To do:
Please copy the records below word for word, from the line containing "Target: purple sleeve" through the end of the records, both ends included. Leave the pictures out of your answer.

[START OF Provided data]

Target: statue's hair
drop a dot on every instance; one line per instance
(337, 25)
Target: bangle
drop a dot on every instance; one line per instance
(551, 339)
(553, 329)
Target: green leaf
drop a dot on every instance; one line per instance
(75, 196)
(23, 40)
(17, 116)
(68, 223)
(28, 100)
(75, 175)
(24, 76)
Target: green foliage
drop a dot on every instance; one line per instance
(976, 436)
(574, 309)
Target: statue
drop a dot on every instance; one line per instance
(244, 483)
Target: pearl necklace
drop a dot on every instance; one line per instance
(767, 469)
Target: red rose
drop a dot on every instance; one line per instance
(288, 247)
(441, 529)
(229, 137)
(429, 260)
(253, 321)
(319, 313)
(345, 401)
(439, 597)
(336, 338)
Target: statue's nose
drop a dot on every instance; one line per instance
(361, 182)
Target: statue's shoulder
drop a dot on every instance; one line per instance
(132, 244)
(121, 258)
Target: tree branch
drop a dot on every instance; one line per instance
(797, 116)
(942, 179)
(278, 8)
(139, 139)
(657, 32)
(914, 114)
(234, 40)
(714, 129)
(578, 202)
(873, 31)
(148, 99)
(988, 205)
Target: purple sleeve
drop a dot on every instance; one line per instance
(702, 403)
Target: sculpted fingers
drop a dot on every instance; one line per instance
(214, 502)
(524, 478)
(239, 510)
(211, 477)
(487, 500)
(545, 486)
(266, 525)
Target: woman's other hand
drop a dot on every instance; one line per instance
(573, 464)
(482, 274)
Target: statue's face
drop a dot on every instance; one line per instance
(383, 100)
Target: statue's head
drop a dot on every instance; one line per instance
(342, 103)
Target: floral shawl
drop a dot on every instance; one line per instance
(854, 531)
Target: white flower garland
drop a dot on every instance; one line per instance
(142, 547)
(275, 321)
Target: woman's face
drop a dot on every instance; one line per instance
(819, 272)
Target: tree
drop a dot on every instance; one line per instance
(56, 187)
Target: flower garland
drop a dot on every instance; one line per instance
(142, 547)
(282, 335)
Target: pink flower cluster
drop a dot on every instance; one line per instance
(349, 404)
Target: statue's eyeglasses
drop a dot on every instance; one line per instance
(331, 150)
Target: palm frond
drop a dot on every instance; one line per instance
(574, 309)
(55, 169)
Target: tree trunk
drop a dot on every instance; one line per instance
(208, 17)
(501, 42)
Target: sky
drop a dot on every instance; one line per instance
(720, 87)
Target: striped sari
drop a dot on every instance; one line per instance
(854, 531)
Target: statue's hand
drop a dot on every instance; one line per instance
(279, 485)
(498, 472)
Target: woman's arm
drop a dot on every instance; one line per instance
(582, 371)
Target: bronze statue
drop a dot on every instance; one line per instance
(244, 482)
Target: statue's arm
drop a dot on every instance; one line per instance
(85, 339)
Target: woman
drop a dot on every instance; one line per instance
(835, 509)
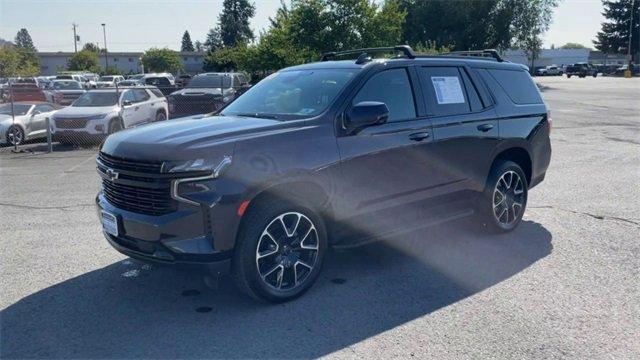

[END OF Provided data]

Reply to the task:
Target: purple sleeve
drop a dot on every instance; one line per instance
(702, 403)
Target: sculpted fingers
drop a dot on every instance; one line per instance
(214, 502)
(524, 478)
(239, 510)
(211, 477)
(487, 500)
(545, 486)
(266, 525)
Target: woman's other hand
drop a dot on every instance; one line per instance
(573, 464)
(482, 274)
Target: statue's face
drop a dot on every instance; one line per instance
(383, 100)
Target: statue's head
drop a dot on every instance; one line per instance
(342, 103)
Target: floral shawl
drop a dot on every instance; one line per instance
(854, 531)
Target: white flower garland
drop a dot on every instance; one line per instance
(142, 547)
(275, 321)
Target: woman's face
drop a dot on every instance; one line per instance
(819, 272)
Target: tree
drop a dot on every instance; one line per instance
(56, 187)
Target: flower garland
drop a dot on every instance; one line per instance
(142, 547)
(282, 335)
Target: pink flower cluster
drop a dot on every instance; one line per instance
(349, 404)
Target: statue's eyeglasses
drop a dot on every instance; one line per instance
(331, 150)
Target: palm frond
drop a dot on every instance; one line per instance
(574, 309)
(55, 169)
Target: tree trunk
drop a dot on every instance; one line per instance
(208, 17)
(501, 42)
Target: sky
drop a dot on every instance; one line per instance
(720, 87)
Target: striped sari
drop a dot on every instance; one line per instance
(854, 531)
Target: statue's hand
drop a dot on every instance; one line per instance
(279, 485)
(498, 472)
Target: woman's arm
drop a dot on every instance; one line per instance
(582, 371)
Target: bronze statue
drop a dot on every instance; one line per instance
(244, 482)
Target: statue's arm
drop a dot on every instance; one line per instance
(85, 339)
Target: woman
drop a dot on every instance; one line per instance
(835, 509)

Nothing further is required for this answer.